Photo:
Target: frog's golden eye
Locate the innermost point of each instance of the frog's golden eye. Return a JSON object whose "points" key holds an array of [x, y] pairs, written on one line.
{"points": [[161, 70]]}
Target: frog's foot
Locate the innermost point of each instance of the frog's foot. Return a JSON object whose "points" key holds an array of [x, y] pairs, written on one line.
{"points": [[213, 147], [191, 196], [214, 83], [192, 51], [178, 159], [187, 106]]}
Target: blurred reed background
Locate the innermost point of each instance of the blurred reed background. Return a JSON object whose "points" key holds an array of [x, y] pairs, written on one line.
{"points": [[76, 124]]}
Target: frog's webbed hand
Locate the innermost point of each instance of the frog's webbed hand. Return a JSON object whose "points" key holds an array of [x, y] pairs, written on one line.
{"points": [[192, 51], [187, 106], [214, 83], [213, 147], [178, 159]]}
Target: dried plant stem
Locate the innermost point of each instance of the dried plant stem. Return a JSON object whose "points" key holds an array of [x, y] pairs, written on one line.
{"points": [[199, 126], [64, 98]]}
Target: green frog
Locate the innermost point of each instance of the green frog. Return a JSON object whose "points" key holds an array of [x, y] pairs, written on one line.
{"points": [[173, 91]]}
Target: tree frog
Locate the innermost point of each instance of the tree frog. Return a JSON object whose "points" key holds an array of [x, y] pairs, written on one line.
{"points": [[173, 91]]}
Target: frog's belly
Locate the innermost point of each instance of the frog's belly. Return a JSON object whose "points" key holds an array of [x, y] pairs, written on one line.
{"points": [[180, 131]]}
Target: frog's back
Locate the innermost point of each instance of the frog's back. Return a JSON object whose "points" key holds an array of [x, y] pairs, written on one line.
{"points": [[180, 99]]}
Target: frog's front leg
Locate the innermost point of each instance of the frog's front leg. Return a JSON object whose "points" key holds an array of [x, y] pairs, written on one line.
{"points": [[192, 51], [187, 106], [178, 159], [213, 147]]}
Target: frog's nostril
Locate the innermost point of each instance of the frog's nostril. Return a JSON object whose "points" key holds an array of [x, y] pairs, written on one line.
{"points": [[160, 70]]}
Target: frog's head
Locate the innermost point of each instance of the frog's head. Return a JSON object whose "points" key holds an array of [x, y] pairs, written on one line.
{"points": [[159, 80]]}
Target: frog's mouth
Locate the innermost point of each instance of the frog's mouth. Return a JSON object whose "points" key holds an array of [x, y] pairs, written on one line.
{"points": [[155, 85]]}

____

TASK =
Output every line of the listing word for word.

OUTPUT OF THE TASK =
Photo:
Target: frog's golden eye
Locate the innermost point of each instance of the frog's golden eye. Return a JSON object whose "points" key holds an array of [x, y] pairs, written on one line.
{"points": [[161, 70]]}
Target: frog's foot
Locate the innermost point of each instance of the frog's foot. Return a JSON object whose "points" key holds an array of [x, y] pairs, written on one line.
{"points": [[213, 147], [191, 196], [214, 83], [192, 51], [178, 159], [187, 106]]}
Target: blurred reed background
Locate the innermost point of each instance of the blurred reed background. Return a JSON object whose "points" key holds an array of [x, y] pairs, written on one line.
{"points": [[76, 124]]}
Target: frog's webbed hand
Locate the innermost point of each instance of the frog's webbed hand. Return a JSON object whose "points" key holds an array of [x, y] pairs, written on one line.
{"points": [[192, 51], [187, 106], [214, 83], [213, 147], [178, 159]]}
Target: dried plant stem
Locate the innermost point of each instance of the dried plant stem. Return a JSON object whose "points" key holds an array of [x, y] pairs, written on one line.
{"points": [[199, 126], [64, 98]]}
Target: green frog
Locate the innermost point of each instance of the green frog. Return a JSON object whose "points" key holds an array of [x, y] pairs, written on one line.
{"points": [[173, 91]]}
Target: tree frog
Locate the innermost point of each instance of the tree frog. Return a JSON object whose "points" key holds an array of [x, y] pairs, written on one line.
{"points": [[173, 91]]}
Target: frog's belly
Locate the innermost point of each instance of the frog's belly. Return a JSON object whose "points" key holds an array of [x, y] pairs, written on one line.
{"points": [[180, 131]]}
Target: frog's back
Locate the innermost point of each instance of the frog's back. Return a JSON object whose "points" key holds an array of [x, y] pairs, written on one line.
{"points": [[180, 99]]}
Target: frog's front leg
Locate the innermost point of each instance of the frog's front leg. Return a JSON object whose "points" key holds an array of [x, y] pairs, written on one line.
{"points": [[192, 51], [187, 106], [178, 159], [213, 147]]}
Target: frog's nostril
Locate the innermost point of each instance of the frog's nostril. Return a JSON object whose "points" key holds an array of [x, y] pairs, written on one line.
{"points": [[160, 70]]}
Target: frog's head
Locate the innermost point of each instance of the frog's head. Return a JSON object whose "points" key holds an array of [x, y] pairs, written on one line.
{"points": [[159, 80]]}
Target: frog's mouth
Locate the innermost point of each instance of the frog's mouth. Return a JSON object whose "points" key holds an array of [x, y] pairs, written on one line.
{"points": [[155, 85]]}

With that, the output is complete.